Исходный текст.
Что всё это однажды станет возможно, никто несомненно не подозревал, и теории и гипотезы, сделавшие возможным технический скачок последних пятидесяти лет, стоят большей частью в прямом противоречии с учениями и законами, сформулированными естествознанием в первые века Нового времени. Тем не менее и этот скачок покоится в сущности еще на том, что древнее двуделение неба и земли отменено и на его место выступило нераздельное в себе мироздание, с точки зрения которого все законы земной природы становятся частными случаями вселенски значимых законов, подобно тому как Земля – особым случаем тех несочтенных и неисчислимых тел, движущихся во вселенной. А это означает что всё происходящее подчиняется законам, область действия которых в принципе превосходит воспринимающую силу и диапазон человеческого чувственного опыта, в том числе и чувственного опыта, приобретаемого с помощью лучших и тончайших аппаратов, ибо их область действия простирается дальше чем череда поколений рода человеческого на земле, дальше чем возникновение органической жизни, даже дальше возникновения самой Земли. Все законы этой новой астрофизики сформулированы с точки зрения Архимедовой точки, и эта точка располагается по-видимому намного дальше от Земли и определяет случающееся в ней намного решительнее чем Архимед или Галилей когда-либо смели мечтать.
Если наука сегодня говорит, что мы с равным успехом можем принять как вращение Земли вокруг Солнца, так и вращение Солнца вокруг Земли, что обе гипотезы можно привести в согласие с феноменами и что разница тут сводится лишь к различию избранной в каждом случае точки отсчета, то отсюда никоим образом не следует возвращение к позиции кардинала Беллармини или Коперника, т. е. к астрономической науке, стремившейся отдать своими гипотезами должное наблюдаемым феноменам. Это означает скорее что мы переместили Архимедову точку еще дальше от нас во вселенной, а именно так далеко, что теперь ни Солнце ни Земля не кажутся срединными точками замкнутой в себе системы. Это означает что мы уже не ощущаем себя привязанными к солнечной системе, свободно движемся во вселенной и можем произвольно выбирать в ней точки отсчета. Переход от гелиоцентрически организованной системы к мирозданию, которое уже не центрировано вокруг какого-либо средоточия, был для успехов современной науки таким же решающим, как некогда замена геоцентрической модели мира на гелиоцентрическую. Ибо впервые лишь в этой вселенной без срединной точки мы сами стали как бы жителями вселенной, а именно существами, которые не сущностно, а только через условия, на каких им дана жизнь, привязаны к Земле и потому силой своего ума способны не только созерцательно, но фактически преодолеть эти условия. Однако всесторонний релятивизм, автоматически вытекающий из замены гелиоцентрической картины мира на нецентрированную, – и теория относительности Эйнштейна его концептуально утвердила, отвергнув тезис, что «вся материя в данный момент времени одинаково реальна»[351], откуда следует что бытию, являющемуся во времени и пространстве, не может быть присуща никакая абсолютная действительность, – по крайней мере потенциально уже содержался в тех теориях семнадцатого столетия, согласно которым определенные объективные качества, как «голубой» или «тяжелый», существуют только в отношениях, одно в «отношении к видящему глазу», другое в «отношении взаимной скорости» между двумя телами[352]. Отец современного релятивизма не Эйнштейн, а Галилей или Ньютон.

Извлечённые данные.
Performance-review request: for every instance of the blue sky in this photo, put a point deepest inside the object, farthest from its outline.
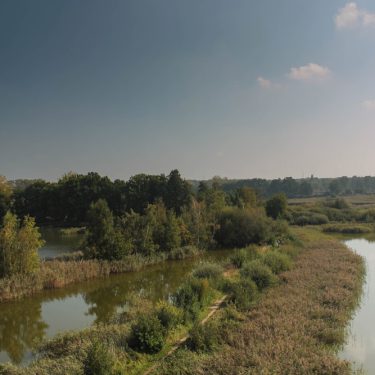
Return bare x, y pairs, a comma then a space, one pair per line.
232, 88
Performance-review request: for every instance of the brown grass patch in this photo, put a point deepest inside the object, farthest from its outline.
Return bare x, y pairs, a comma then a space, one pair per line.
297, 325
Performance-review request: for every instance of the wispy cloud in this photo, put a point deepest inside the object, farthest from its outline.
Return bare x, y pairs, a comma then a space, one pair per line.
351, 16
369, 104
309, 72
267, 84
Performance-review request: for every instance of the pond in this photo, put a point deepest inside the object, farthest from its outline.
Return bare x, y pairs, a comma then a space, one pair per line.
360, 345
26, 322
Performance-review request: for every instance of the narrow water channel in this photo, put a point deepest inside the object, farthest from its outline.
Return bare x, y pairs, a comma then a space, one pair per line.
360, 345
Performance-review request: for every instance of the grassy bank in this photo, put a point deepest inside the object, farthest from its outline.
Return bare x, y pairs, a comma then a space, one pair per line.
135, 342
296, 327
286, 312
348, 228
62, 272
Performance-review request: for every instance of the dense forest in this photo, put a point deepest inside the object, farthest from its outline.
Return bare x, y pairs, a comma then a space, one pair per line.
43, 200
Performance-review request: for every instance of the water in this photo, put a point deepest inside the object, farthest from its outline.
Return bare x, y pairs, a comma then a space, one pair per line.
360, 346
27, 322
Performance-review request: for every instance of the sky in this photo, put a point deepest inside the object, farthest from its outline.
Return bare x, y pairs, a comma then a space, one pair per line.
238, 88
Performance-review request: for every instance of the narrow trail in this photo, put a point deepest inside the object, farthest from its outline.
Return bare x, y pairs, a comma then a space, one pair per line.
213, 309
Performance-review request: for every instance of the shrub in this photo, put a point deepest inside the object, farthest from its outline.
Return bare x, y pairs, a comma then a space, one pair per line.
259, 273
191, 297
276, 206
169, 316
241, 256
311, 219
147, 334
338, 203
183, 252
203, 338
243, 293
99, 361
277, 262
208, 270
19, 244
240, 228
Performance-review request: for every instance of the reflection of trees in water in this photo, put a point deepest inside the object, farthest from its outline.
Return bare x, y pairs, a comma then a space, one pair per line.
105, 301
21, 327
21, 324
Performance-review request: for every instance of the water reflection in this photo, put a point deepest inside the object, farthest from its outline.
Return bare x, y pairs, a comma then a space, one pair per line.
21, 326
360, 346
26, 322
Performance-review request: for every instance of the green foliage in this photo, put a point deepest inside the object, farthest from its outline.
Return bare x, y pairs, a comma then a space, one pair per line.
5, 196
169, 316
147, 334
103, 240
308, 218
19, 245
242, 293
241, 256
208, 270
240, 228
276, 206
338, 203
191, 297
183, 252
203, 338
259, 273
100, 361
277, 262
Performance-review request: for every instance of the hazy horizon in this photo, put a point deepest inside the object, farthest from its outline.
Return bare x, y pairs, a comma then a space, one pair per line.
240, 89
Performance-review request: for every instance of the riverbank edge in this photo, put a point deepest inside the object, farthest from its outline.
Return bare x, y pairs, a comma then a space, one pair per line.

* * *

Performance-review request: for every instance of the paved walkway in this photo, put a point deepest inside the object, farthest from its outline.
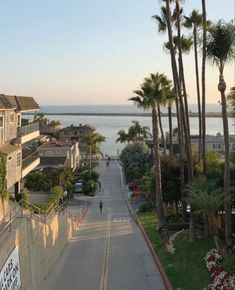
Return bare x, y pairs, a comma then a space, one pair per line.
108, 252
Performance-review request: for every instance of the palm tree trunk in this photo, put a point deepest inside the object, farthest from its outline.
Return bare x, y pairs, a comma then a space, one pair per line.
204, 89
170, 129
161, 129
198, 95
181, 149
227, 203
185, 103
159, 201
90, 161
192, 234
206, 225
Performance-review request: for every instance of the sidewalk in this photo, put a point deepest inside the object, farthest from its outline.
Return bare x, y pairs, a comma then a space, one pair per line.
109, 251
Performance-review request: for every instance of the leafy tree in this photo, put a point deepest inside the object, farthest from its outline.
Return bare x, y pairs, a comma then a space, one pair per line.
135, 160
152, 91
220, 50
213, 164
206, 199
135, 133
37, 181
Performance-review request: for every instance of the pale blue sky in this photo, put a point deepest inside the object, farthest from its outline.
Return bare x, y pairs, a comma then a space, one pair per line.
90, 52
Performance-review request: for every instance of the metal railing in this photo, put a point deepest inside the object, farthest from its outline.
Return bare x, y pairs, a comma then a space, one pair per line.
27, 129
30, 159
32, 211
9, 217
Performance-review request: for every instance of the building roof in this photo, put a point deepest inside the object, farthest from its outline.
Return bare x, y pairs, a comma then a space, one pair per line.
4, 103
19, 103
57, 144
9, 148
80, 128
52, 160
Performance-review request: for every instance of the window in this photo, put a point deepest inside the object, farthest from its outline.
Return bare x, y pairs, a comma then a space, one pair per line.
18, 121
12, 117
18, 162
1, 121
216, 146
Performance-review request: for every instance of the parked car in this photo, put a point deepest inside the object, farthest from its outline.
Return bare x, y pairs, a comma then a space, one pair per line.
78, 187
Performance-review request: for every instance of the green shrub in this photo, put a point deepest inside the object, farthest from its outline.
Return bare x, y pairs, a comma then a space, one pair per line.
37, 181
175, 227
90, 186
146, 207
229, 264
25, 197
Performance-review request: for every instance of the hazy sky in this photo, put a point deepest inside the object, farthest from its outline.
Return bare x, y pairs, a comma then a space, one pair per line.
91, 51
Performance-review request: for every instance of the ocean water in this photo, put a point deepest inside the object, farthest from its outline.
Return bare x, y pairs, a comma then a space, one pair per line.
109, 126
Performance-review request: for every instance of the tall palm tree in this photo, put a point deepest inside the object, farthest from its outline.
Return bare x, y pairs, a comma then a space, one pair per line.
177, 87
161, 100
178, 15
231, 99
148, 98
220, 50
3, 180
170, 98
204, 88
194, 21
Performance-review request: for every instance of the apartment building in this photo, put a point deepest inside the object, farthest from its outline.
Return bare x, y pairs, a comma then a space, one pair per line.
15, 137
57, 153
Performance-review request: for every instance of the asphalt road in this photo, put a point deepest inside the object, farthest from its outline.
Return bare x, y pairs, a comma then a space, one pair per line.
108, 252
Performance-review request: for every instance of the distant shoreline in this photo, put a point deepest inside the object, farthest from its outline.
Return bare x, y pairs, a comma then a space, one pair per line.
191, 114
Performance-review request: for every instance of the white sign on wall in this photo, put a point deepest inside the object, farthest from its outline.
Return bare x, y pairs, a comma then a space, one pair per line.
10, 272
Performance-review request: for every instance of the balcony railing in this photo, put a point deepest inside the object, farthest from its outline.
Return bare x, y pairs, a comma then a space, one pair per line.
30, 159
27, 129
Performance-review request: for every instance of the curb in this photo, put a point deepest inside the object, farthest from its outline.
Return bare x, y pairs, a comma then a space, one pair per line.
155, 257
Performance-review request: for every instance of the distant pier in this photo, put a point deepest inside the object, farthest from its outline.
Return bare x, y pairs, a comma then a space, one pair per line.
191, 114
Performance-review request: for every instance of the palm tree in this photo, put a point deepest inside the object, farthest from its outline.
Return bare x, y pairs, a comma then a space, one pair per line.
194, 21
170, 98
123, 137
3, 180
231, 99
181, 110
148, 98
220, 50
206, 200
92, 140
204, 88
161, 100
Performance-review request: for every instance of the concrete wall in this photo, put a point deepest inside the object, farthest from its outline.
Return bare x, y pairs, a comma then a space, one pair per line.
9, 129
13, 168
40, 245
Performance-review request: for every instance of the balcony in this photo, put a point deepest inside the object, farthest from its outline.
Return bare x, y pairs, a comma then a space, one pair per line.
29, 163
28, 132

---

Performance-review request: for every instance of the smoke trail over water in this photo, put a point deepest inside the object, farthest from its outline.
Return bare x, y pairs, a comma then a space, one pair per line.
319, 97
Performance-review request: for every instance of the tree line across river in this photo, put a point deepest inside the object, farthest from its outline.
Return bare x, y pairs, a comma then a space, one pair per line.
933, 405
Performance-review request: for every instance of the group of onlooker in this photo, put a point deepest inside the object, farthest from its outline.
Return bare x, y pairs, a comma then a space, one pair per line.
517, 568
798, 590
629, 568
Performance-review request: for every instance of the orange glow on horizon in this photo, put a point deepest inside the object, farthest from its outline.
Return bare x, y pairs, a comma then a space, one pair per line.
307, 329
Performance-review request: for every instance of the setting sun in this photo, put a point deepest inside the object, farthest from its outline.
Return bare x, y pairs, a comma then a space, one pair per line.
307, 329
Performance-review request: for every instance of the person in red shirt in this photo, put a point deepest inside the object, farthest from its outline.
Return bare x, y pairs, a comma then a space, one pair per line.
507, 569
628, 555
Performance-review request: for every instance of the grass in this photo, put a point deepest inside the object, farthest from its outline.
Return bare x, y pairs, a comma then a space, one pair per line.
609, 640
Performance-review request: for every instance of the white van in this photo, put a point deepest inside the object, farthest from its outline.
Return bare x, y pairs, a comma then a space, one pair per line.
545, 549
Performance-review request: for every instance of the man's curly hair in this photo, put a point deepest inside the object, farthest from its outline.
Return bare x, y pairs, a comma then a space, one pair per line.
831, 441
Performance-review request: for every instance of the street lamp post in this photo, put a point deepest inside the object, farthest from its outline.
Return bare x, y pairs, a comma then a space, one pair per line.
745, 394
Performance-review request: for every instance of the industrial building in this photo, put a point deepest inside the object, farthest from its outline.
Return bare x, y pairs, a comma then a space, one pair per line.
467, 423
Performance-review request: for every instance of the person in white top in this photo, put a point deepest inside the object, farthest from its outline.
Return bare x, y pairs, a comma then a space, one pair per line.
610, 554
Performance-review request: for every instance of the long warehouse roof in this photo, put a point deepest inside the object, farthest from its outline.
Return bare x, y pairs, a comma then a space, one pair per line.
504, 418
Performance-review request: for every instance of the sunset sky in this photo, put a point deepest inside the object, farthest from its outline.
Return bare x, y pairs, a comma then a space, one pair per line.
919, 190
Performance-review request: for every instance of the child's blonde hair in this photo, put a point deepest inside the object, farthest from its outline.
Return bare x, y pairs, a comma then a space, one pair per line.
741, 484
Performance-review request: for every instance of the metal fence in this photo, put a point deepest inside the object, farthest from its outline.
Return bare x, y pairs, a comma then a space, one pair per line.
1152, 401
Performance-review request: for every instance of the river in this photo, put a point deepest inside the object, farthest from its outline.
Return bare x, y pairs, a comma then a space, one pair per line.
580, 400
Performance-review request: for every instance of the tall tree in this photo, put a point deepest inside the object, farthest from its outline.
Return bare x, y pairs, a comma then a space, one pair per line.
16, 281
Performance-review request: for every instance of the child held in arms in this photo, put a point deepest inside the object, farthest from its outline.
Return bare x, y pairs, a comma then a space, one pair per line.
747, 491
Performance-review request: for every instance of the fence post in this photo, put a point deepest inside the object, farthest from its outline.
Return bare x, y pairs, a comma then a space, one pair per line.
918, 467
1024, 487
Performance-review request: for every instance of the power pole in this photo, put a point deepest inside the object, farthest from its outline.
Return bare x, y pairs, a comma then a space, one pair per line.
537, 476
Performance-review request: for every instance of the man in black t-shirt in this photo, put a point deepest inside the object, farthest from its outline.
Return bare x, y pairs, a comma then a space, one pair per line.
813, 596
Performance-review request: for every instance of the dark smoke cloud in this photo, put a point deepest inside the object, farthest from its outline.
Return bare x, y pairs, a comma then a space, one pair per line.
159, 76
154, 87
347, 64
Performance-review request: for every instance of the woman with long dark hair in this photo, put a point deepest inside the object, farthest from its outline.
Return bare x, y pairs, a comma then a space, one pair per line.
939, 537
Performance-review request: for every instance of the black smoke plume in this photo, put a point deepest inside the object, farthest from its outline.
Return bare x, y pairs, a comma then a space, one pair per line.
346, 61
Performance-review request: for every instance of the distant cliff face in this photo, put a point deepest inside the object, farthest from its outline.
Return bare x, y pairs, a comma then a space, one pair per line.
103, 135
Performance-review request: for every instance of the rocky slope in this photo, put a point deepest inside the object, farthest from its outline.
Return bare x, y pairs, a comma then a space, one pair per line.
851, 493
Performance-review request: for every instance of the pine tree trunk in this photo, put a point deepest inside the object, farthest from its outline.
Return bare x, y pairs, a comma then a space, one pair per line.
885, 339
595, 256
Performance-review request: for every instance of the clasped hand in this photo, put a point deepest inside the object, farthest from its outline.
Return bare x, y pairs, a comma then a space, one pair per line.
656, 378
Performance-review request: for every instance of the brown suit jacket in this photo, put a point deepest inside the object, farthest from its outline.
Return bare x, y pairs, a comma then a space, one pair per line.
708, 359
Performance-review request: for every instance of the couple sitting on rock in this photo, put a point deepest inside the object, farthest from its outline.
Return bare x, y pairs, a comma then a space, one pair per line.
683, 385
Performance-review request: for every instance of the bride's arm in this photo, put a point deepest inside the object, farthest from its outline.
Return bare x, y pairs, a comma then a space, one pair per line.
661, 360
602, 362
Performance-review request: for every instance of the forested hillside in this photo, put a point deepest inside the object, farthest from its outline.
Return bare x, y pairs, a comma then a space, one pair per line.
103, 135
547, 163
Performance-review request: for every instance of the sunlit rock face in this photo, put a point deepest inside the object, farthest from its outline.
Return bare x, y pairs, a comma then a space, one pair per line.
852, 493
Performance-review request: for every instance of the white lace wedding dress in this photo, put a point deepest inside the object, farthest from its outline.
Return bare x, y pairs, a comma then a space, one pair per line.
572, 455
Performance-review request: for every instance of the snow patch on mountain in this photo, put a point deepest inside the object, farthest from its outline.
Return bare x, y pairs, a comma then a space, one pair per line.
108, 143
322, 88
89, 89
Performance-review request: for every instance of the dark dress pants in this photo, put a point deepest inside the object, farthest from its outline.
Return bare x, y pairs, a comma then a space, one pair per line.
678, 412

Задания к упражнению.
1. Согласуются ли с отрывком об Архимедовой точке следующие утверждения? (а) Отцом современного релятивизма назван Эйнштейн. (б) Сегодняшняя наука допускает с равным успехом принять как вращение Земли вокруг Солнца, так и вращение Солнца вокруг Земли. (в) Переход к мирозданию без средоточия назван менее важным для успехов науки, чем замена геоцентрической модели на гелиоцентрическую. Ответьте на каждое «да» или «нет» и приведите решающие слова отрывка в точной цитате.
2. Продолжите отрывок об Архимедовой точке, начав сразу после фразы «Отец современного релятивизма не Эйнштейн, а Галилей или Ньютон».

Ответы.
1.
(а) Нет: «Отец современного релятивизма не Эйнштейн, а Галилей или Ньютон».
(б) Да: «мы с равным успехом можем принять как вращение Земли вокруг Солнца, так и вращение Солнца вокруг Земли».
(в) Нет: «был для успехов современной науки таким же решающим, как некогда замена геоцентрической модели мира на гелиоцентрическую».

2.
Не астрономия как таковая, также и не старинная тоска по простоте и гармонии, подвигнувшая Коперника к вычислению планетных орбит отправляясь от Солнца, а не от Земли, не Ренессанс с его вновь проснувшейся любовью к земному и мирскому, реакцией против рационализма средневековой схоластики, привели к Новому времени; ренессансная любовь к миру была как раз первой жертвой, какой потребовало триумфальное шествие новой науки. Новое время начинается с опирающегося на новый прибор открытия, что коперниканский образ «мужественного человеческого разума, расположившегося на Солнце и обозревающего планеты»[353], был не просто образ и вовсе не метафора, а указание на осуществимую человеческую способность несмотря на прикованность к Земле понятийно овладевать вселенной, мыслить в «универсально» значимых понятиях и даже, возможно, так применять космические законы, чтобы они могли служить принципами совершаемого на Земле деяния. В сравнении с тем отчуждением от Земли, которое лежит в основе всего новоевропейского естественнонаучного развития, как отмена земных дистанций, достигнутая в ходе первооткрывательского овладения земным шаром, так и отчуждение от мира, результат двоякого процесса экспроприации и накопления, имели второстепенное значение.
Во всяком случае в том, что касается Нового времени, отчуждение от мира определило динамику развития новоевропейского социума, тогда как отчуждение от Земли с самого начала стало отличительным знаком новоевропейской науки. Под этим знаком все новые науки, не только физика и естественные науки, настолько радикально изменили свое содержание и свой состав, что можно по праву сомневаться, а существовало ли вообще до начала Нового времени то, что мы называем наукой. Всего яснее это проявляется, пожалуй, в развитии важнейшего для хода новой науки метода, разработки алгебраических возможностей, благодаря которым «математике удалось освободиться от оков пространственных представлений»[354], а именно от геометрии, неизбежно зависимой, как показывает уже ее название, от масштабов и расчетов, действительных только для земных соотношений. Современная математика освободила людей от оков земного опыта, а способность человеческого познания – от оков конечности.